Work task: Count up the lines below where the word "facade" shows up, and respond with the number alone.

Record excerpts:

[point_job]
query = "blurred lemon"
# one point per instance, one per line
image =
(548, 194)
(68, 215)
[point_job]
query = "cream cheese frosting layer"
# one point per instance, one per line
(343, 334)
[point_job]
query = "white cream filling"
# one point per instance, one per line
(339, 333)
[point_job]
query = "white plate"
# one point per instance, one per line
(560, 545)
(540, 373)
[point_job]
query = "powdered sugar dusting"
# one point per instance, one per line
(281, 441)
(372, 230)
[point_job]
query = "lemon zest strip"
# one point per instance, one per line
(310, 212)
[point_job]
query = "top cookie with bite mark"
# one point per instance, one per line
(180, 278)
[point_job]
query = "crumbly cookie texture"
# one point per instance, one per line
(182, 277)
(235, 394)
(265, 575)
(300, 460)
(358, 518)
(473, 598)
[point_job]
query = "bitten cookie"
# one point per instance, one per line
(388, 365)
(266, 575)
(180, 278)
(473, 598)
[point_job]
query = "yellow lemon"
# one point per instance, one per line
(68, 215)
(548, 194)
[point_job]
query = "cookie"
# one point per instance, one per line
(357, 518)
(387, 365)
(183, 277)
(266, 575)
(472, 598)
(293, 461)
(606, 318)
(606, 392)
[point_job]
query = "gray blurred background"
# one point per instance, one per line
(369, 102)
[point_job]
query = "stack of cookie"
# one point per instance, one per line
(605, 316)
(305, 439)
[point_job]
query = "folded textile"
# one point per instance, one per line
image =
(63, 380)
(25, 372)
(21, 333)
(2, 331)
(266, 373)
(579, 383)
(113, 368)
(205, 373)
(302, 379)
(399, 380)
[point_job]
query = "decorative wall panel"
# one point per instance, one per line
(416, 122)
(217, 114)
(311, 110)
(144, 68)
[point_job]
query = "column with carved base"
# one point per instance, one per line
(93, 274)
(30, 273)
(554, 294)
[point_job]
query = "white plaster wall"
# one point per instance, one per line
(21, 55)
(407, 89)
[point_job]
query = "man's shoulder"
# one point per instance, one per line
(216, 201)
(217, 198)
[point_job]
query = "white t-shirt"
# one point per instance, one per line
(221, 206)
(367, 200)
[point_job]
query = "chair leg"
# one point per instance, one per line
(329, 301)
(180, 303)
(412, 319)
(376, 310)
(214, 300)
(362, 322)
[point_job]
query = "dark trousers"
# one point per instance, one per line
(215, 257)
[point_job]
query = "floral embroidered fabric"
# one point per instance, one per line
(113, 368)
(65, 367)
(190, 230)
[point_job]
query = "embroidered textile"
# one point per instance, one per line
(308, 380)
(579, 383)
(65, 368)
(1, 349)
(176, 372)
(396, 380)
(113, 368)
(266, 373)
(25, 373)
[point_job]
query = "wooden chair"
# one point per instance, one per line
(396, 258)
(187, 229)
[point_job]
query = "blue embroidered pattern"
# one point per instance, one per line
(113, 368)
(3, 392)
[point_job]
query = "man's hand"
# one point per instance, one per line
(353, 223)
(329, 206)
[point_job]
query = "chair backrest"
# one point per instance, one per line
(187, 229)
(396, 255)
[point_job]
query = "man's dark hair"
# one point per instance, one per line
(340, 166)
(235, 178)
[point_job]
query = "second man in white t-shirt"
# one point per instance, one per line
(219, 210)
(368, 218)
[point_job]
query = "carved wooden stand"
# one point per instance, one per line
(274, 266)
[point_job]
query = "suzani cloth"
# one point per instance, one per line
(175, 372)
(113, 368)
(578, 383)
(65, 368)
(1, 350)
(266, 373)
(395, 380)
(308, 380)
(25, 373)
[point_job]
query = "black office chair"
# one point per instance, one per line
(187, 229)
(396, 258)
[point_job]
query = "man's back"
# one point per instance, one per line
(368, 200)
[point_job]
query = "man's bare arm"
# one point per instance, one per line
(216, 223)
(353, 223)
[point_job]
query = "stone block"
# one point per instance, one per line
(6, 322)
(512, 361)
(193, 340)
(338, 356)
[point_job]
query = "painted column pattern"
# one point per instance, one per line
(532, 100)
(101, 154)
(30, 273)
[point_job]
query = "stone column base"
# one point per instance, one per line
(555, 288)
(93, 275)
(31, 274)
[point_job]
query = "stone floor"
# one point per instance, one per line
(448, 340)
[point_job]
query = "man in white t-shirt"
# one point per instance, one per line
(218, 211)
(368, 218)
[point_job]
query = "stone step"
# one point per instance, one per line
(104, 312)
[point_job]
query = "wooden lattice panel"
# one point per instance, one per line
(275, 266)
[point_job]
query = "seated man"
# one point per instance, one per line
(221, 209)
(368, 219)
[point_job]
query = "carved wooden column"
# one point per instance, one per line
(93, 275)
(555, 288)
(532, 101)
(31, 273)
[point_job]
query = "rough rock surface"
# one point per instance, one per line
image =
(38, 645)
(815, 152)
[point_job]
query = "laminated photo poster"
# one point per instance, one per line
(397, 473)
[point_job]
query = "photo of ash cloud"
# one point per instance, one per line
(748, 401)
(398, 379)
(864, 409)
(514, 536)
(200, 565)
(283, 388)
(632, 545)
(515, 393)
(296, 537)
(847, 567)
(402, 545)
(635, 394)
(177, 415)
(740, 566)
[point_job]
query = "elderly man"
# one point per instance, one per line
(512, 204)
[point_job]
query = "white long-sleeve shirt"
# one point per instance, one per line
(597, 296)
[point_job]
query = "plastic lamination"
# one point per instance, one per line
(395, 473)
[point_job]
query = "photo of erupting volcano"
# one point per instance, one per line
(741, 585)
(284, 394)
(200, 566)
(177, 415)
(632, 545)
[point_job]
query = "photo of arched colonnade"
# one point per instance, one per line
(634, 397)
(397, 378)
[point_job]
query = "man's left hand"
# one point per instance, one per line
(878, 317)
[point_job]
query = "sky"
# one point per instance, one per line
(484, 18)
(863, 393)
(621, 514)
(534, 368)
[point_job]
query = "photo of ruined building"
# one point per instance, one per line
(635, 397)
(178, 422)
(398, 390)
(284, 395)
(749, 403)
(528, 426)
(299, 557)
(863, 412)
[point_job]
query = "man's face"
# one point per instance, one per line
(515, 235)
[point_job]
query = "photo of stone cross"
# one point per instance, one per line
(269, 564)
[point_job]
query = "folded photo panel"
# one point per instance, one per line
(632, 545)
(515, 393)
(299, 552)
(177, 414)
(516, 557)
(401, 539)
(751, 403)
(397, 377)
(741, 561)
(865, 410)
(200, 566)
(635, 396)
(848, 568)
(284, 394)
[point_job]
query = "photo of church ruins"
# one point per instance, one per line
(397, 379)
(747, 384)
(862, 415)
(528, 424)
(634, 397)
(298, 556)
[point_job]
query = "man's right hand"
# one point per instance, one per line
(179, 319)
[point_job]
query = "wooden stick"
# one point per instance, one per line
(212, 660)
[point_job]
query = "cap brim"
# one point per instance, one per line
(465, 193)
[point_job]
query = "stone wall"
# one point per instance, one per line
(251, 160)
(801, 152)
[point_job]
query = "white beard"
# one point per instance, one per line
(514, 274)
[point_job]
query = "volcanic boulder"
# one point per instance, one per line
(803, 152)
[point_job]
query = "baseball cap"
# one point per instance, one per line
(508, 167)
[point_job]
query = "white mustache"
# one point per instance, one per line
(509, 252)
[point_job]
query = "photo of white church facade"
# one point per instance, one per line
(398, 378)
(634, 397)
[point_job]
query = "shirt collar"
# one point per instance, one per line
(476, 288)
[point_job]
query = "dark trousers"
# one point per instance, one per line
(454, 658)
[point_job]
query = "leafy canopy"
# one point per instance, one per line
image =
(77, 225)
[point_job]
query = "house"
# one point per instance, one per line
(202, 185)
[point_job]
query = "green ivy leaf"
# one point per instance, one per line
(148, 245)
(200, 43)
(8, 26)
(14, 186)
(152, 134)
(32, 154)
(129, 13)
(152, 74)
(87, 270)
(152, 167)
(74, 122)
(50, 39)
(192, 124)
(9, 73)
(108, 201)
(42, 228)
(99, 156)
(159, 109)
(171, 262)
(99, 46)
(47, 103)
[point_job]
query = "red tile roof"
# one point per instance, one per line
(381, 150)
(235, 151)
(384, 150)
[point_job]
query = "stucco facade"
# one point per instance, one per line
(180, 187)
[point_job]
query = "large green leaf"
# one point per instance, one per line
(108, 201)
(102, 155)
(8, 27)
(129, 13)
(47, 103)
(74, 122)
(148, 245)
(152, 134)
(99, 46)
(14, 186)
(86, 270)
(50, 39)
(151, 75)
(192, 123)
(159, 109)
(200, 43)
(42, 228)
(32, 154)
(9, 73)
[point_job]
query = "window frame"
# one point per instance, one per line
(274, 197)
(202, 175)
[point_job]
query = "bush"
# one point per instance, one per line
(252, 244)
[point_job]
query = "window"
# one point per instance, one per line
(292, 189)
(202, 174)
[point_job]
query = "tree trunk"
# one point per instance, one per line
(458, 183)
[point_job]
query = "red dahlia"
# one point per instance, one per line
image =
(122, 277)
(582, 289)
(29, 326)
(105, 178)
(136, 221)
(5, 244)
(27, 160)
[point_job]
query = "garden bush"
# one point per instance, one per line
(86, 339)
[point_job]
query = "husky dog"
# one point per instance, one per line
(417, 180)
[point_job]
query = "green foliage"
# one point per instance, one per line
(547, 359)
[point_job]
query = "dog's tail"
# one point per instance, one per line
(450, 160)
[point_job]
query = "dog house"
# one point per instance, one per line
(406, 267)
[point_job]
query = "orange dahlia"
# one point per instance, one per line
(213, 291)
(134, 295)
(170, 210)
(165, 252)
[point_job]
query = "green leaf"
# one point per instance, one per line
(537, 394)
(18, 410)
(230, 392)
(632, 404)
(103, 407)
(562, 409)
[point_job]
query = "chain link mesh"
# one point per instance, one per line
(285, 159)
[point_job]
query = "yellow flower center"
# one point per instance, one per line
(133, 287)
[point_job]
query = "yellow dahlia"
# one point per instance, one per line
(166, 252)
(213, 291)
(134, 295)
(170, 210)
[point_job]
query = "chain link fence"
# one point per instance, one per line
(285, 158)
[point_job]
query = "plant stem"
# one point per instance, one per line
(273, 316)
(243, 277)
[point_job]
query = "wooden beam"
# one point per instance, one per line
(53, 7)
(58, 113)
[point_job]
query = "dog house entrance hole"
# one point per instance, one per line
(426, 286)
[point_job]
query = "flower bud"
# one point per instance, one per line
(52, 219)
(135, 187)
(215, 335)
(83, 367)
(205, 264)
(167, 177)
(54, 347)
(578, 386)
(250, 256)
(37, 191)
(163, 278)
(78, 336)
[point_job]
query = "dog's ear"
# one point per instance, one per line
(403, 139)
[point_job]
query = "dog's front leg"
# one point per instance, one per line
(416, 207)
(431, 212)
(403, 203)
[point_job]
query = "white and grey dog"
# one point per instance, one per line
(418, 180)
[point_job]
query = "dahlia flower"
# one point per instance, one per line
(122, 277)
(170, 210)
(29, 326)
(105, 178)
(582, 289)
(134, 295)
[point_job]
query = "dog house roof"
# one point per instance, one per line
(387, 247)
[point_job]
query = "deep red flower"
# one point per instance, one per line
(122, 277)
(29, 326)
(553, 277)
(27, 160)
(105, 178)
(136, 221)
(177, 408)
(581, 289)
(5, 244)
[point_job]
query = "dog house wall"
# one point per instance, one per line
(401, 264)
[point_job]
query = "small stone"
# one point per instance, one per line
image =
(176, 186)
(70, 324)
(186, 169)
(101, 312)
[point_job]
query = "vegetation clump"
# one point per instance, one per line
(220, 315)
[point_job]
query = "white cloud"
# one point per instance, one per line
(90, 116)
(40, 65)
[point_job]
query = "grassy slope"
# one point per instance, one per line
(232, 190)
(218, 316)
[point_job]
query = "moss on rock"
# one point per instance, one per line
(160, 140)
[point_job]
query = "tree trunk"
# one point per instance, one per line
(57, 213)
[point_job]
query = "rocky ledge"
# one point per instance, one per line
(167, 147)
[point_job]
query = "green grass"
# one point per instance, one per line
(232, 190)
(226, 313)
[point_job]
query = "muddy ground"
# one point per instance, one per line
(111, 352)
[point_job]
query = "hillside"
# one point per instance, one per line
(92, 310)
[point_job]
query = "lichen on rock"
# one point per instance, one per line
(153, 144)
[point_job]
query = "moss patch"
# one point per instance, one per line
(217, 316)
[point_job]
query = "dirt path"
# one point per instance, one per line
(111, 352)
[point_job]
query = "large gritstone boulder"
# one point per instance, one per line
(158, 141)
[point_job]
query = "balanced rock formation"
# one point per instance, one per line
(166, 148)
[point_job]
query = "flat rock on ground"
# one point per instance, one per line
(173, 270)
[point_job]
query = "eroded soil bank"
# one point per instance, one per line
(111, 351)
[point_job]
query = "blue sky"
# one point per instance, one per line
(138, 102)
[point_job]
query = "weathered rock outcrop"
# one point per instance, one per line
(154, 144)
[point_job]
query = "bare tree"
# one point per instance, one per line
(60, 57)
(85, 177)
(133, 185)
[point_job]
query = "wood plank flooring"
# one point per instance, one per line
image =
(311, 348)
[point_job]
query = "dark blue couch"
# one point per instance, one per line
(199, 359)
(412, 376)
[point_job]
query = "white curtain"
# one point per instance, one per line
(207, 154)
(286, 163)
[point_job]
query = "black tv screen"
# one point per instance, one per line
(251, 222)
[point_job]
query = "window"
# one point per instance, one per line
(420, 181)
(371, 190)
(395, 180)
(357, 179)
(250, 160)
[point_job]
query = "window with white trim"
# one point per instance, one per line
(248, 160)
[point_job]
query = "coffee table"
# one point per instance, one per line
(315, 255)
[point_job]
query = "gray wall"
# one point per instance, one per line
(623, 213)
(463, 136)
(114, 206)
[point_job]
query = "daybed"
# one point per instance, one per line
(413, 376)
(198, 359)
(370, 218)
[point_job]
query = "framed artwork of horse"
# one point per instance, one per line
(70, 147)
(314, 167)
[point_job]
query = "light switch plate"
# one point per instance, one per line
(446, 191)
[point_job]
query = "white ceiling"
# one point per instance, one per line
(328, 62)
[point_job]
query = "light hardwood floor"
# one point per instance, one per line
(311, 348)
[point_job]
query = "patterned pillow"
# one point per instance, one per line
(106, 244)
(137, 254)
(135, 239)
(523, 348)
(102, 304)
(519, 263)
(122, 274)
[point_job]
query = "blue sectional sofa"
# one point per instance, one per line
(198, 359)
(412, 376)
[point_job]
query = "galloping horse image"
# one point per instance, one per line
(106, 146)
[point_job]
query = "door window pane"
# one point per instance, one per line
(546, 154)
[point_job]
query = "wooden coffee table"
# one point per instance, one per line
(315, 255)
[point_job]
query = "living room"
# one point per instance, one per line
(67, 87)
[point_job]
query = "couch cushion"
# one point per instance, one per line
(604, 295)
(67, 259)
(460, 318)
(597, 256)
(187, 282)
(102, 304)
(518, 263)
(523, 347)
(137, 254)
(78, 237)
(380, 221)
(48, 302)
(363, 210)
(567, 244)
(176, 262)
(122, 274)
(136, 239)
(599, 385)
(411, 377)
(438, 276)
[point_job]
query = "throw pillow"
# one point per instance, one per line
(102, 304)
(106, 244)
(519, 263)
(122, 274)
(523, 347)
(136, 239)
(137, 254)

Expected answer: 2